◆ **GIVEN TEXT**:
The lens of the eye is usually clear for many years of life. When cataracts develop the lens becomes cloudy. Most people get cataracts with age and have them in both eyes. One eye may be worse than the other.

Most people with cataracts notice difficulties with daily activities (e.g., reading). Some people with cataracts get used to them and do not notice the change in their eyesight, even when they no longer meet legal driving requirements.

Cataracts progress slowly and are not likely to cause a sudden change in your vision. You may not need surgery right away. A change in your glasses or the use of a magnifier and extra light may help you see better. Your doctor may advise you that there are benefits from surgery. At that time, surgery should be considered, and delaying may not be best.

What symptoms will I have?

Some common symptoms of cataract(s) are:

  • Blurry, filmy, foggy, cloudy, fuzzy or hazy vision
  • Headlights being too bright at night
  • Problems with glare in the sun
  • Problems reading small print
  • Trouble seeing in dim light
  • Changes in the way you see colours
  • Vision "doubled" by a shadow image

How are cataracts removed?

Cataract surgery is a "Day Surgery" procedure with no overnight stay in hospital. It is performed using local anaesthetic to numb the eye. Most patients do not require a general anaesthetic.

Sedation medication may be available if you are anxious. You will need someone to take you home after and may need help putting in your eye drops or driving. If you need cataract surgery in both eyes, there is usually a waiting period between the two surgeries.

At surgery, the ophthalmologist removes the natural lens with its cataract through a tiny incision and replaces it with an artificial lens (IOL) which remains there permanently.

There are many types of artificial lenses (IOLs) available. Lenses covered by MSP provide fully satisfactory visual correction in the vast majority of patients.

◆ **TASK ITEM**: Copy the stretch of the cataract text from "Some common symptoms" through "are cataracts removed?" word for word. Use only the text above to complete this work.

◆ **RECORDS PROVIDED**:
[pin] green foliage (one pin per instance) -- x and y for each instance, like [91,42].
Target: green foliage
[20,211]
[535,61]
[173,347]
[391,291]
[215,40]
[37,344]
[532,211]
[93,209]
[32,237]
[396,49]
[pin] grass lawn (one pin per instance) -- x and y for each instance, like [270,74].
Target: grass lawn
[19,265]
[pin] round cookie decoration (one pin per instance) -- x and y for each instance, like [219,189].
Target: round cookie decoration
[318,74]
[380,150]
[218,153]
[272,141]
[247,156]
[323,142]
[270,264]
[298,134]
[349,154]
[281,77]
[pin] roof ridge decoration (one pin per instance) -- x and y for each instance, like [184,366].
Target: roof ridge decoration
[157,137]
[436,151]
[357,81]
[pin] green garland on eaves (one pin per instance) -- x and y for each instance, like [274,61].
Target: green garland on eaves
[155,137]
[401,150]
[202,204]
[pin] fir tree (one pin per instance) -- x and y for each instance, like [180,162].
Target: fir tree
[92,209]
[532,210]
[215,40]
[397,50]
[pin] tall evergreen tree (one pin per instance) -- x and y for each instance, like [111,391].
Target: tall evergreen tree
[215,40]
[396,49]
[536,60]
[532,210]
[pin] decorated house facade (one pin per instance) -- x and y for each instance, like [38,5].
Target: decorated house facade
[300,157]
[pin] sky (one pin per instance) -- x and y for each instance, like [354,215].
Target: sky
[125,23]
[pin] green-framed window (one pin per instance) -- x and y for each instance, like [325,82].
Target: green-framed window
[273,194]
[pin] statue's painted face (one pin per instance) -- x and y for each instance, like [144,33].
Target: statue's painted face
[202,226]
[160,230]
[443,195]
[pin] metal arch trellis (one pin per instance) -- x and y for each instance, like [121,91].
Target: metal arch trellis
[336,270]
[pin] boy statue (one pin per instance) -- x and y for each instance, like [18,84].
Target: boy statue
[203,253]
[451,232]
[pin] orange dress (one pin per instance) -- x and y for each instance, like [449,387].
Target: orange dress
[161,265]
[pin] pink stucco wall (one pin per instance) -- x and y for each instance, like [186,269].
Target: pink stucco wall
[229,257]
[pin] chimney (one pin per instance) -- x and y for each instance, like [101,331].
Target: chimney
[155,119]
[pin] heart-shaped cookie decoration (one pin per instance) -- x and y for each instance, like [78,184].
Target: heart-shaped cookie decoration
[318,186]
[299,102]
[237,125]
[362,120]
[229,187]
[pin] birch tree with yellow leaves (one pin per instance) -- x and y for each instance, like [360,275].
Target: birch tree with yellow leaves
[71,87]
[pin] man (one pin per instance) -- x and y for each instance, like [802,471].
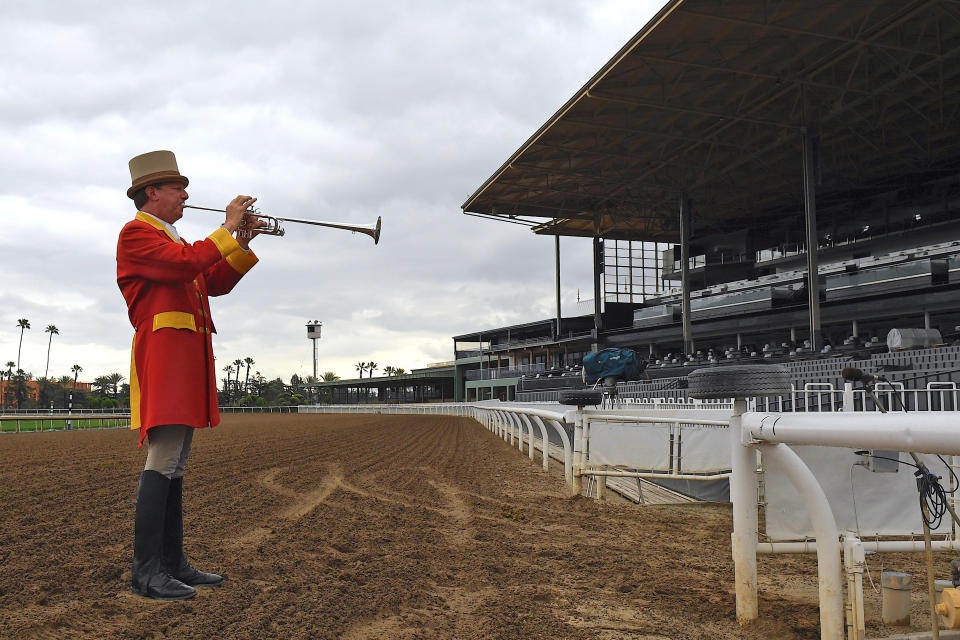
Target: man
[165,282]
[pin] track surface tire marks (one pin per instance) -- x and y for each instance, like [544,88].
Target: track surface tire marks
[367,526]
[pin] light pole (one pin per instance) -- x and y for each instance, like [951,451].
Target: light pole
[313,334]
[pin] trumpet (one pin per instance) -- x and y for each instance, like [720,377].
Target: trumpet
[273,228]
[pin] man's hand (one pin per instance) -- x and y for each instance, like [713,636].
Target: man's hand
[235,212]
[250,225]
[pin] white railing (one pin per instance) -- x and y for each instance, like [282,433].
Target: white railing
[770,433]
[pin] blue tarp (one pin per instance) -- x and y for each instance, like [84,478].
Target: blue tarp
[622,364]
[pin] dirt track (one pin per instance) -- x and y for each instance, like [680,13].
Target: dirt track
[361,527]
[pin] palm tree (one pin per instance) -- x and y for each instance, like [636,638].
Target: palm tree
[246,379]
[226,383]
[114,379]
[76,371]
[23,323]
[10,365]
[52,330]
[101,384]
[238,363]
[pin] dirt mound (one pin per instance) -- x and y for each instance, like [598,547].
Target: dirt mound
[368,526]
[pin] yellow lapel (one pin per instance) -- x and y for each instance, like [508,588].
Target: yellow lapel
[153,222]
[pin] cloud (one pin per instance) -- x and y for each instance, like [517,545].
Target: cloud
[324,110]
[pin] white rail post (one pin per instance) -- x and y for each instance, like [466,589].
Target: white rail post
[520,425]
[854,561]
[848,404]
[743,540]
[546,443]
[828,537]
[578,450]
[530,446]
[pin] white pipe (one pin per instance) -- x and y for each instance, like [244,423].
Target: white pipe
[854,561]
[567,451]
[597,416]
[577,451]
[825,527]
[848,403]
[921,433]
[546,442]
[743,540]
[652,475]
[885,546]
[526,421]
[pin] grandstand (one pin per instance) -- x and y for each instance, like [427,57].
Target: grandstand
[823,140]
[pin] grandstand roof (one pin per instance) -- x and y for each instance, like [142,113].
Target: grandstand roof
[711,98]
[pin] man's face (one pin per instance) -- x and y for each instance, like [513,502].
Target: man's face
[166,201]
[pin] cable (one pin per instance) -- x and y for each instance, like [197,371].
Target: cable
[933,497]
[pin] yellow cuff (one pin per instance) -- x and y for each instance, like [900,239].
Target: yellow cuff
[174,320]
[225,242]
[242,261]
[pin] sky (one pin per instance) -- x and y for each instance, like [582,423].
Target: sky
[329,111]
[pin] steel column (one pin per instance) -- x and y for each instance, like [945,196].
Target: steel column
[685,273]
[810,214]
[556,254]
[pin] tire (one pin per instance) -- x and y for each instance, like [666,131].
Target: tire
[581,397]
[739,381]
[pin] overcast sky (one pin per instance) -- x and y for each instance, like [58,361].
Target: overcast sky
[324,110]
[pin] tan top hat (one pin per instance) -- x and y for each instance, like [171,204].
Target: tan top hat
[152,168]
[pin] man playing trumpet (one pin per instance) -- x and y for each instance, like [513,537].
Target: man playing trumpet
[165,282]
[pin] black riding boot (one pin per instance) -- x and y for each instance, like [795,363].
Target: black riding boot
[149,577]
[174,560]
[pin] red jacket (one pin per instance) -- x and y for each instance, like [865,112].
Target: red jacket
[166,284]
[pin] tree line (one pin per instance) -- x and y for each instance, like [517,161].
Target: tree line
[110,391]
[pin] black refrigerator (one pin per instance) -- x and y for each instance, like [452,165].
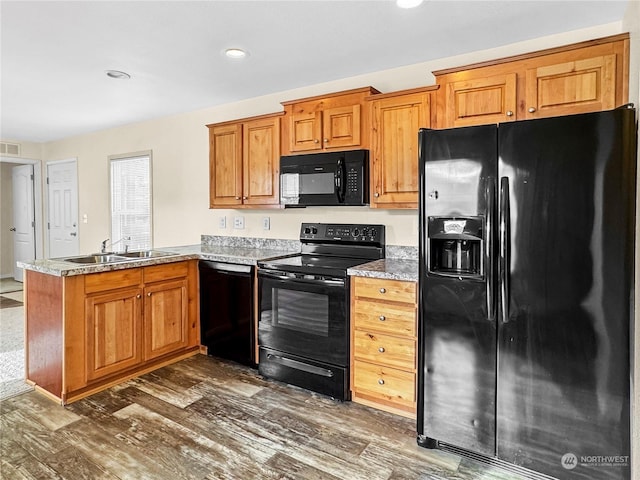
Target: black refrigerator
[526,252]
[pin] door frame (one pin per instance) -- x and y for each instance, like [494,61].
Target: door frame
[47,209]
[37,197]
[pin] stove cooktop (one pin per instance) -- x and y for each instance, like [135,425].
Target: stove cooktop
[330,249]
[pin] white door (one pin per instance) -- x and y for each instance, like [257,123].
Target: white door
[24,221]
[62,181]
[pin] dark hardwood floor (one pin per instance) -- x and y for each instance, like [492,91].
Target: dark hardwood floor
[203,418]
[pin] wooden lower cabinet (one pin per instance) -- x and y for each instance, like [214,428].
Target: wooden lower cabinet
[383,344]
[109,326]
[114,332]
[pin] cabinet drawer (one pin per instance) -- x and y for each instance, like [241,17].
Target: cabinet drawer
[385,317]
[106,281]
[382,289]
[385,383]
[166,271]
[392,351]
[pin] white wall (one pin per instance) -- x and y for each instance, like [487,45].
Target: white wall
[6,220]
[180,159]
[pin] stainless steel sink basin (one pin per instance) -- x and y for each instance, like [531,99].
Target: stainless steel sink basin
[145,254]
[96,259]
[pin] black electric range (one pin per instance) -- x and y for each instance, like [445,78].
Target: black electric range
[303,328]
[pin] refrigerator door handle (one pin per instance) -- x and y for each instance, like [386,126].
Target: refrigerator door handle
[488,246]
[504,247]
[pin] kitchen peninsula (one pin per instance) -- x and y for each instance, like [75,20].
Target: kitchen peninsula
[91,326]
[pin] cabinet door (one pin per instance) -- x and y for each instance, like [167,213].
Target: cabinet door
[114,323]
[225,165]
[165,318]
[341,127]
[567,88]
[482,100]
[261,160]
[395,124]
[305,131]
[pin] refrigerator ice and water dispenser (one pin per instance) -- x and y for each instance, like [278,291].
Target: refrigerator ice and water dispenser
[455,246]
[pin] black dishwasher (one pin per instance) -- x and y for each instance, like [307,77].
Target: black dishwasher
[226,311]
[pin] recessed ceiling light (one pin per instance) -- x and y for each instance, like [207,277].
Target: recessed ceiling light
[408,3]
[235,53]
[118,74]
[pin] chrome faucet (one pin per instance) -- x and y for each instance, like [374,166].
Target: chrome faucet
[103,245]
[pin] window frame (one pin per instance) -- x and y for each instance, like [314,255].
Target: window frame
[118,242]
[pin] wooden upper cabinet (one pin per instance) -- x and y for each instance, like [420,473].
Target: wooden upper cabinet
[571,87]
[481,100]
[261,161]
[579,78]
[225,165]
[395,121]
[327,122]
[244,159]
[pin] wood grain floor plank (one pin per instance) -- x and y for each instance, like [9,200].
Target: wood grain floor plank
[204,418]
[72,464]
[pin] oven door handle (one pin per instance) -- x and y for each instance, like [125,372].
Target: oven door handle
[315,281]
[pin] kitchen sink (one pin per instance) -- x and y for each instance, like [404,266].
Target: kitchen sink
[97,259]
[105,258]
[145,254]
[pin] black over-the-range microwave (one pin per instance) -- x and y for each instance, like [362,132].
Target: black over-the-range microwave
[325,179]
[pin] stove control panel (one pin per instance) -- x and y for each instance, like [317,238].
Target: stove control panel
[342,232]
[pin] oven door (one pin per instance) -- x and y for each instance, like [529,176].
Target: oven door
[304,315]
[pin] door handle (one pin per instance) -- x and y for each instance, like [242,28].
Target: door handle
[504,247]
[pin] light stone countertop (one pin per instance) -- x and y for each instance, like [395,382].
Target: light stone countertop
[389,268]
[245,255]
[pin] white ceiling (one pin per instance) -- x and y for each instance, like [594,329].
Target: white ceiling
[54,54]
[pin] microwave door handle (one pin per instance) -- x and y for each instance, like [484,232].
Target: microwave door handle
[339,180]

◆ **FINAL ANSWER**:
Some common symptoms of cataract(s) are:

  • Blurry, filmy, foggy, cloudy, fuzzy or hazy vision
  • Headlights being too bright at night
  • Problems with glare in the sun
  • Problems reading small print
  • Trouble seeing in dim light
  • Changes in the way you see colours
  • Vision "doubled" by a shadow image

How are cataracts removed?